▸ **What is required**: Reproduce the rows below from the line containing "houses, then give the position of each instance." through the end of the rows, requests included, and shift every coordinate in the answers by adding 20 to each number. Leave the pictures out.

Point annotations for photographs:
* * * * *

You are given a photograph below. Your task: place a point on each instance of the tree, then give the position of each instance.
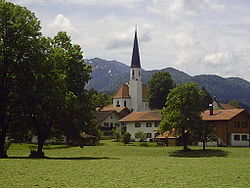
(80, 103)
(19, 34)
(101, 99)
(126, 138)
(141, 136)
(235, 103)
(183, 111)
(158, 89)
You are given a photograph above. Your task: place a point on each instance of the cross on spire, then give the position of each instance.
(136, 63)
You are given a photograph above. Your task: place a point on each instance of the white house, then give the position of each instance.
(146, 122)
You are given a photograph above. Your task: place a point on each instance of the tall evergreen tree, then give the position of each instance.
(19, 34)
(158, 89)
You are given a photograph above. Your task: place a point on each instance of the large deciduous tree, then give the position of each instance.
(158, 89)
(183, 111)
(19, 34)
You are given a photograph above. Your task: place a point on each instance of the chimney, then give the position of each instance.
(211, 109)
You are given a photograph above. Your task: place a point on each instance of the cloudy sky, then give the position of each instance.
(195, 36)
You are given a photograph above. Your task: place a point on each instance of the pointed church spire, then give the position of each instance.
(136, 63)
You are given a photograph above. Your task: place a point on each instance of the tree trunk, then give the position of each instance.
(3, 130)
(185, 141)
(203, 143)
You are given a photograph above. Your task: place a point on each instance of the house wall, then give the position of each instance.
(132, 129)
(226, 130)
(111, 121)
(121, 102)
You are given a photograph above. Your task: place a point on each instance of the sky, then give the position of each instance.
(194, 36)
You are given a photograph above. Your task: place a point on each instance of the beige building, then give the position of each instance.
(146, 122)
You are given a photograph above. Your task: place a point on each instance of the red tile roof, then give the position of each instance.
(102, 115)
(123, 92)
(142, 116)
(220, 115)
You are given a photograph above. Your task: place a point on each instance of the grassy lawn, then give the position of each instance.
(113, 165)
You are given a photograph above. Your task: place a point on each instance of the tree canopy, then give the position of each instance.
(19, 36)
(183, 111)
(42, 82)
(158, 89)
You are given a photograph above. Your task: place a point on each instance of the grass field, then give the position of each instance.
(113, 165)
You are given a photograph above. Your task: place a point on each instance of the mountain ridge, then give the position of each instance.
(107, 76)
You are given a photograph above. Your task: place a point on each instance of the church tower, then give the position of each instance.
(133, 94)
(135, 83)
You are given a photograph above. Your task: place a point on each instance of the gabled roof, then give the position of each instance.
(102, 115)
(136, 63)
(121, 111)
(142, 116)
(123, 92)
(221, 115)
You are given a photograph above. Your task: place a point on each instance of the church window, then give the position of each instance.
(137, 124)
(117, 104)
(149, 135)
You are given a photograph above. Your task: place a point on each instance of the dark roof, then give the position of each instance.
(136, 63)
(102, 115)
(142, 116)
(123, 92)
(220, 115)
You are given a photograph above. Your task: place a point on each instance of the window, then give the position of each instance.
(148, 135)
(244, 137)
(237, 137)
(237, 124)
(149, 125)
(156, 124)
(117, 104)
(157, 134)
(106, 124)
(137, 124)
(244, 125)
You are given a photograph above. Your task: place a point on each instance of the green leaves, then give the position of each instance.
(158, 89)
(183, 109)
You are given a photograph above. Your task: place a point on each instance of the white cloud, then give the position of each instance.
(220, 58)
(63, 23)
(176, 9)
(80, 2)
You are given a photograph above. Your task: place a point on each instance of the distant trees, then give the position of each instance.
(158, 89)
(183, 111)
(42, 82)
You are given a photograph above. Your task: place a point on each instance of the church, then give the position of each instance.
(133, 94)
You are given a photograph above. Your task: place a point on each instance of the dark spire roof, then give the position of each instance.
(136, 63)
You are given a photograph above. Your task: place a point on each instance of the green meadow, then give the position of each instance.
(112, 164)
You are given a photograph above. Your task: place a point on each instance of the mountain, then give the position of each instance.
(107, 76)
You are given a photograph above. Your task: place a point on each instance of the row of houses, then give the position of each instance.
(130, 109)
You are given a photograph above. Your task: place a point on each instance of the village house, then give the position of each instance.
(108, 118)
(232, 127)
(146, 122)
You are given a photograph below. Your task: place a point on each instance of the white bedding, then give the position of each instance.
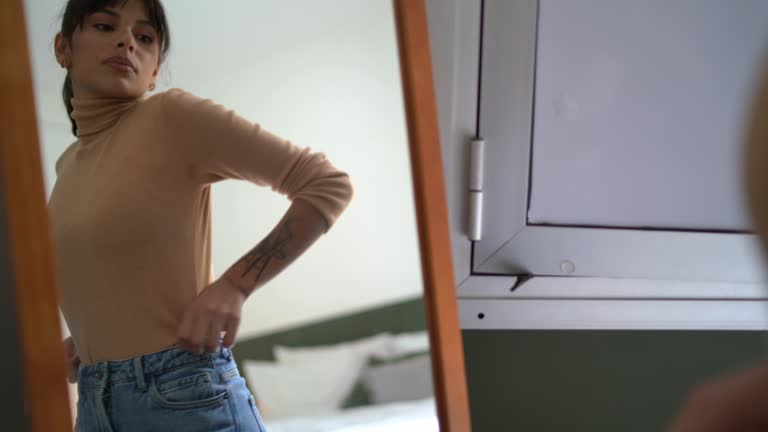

* * * * *

▸ **Correct output**:
You are given a photograph above. Your task: place a point on each instance of the row of houses, then give the position of each instance.
(150, 129)
You are given a photograph above. Your task: place a point on each instance of the village house, then give the position of each instance.
(128, 138)
(252, 147)
(166, 142)
You are given a photograph below. Your task: place a point on each instance of the white bedding, then give the position of each instance.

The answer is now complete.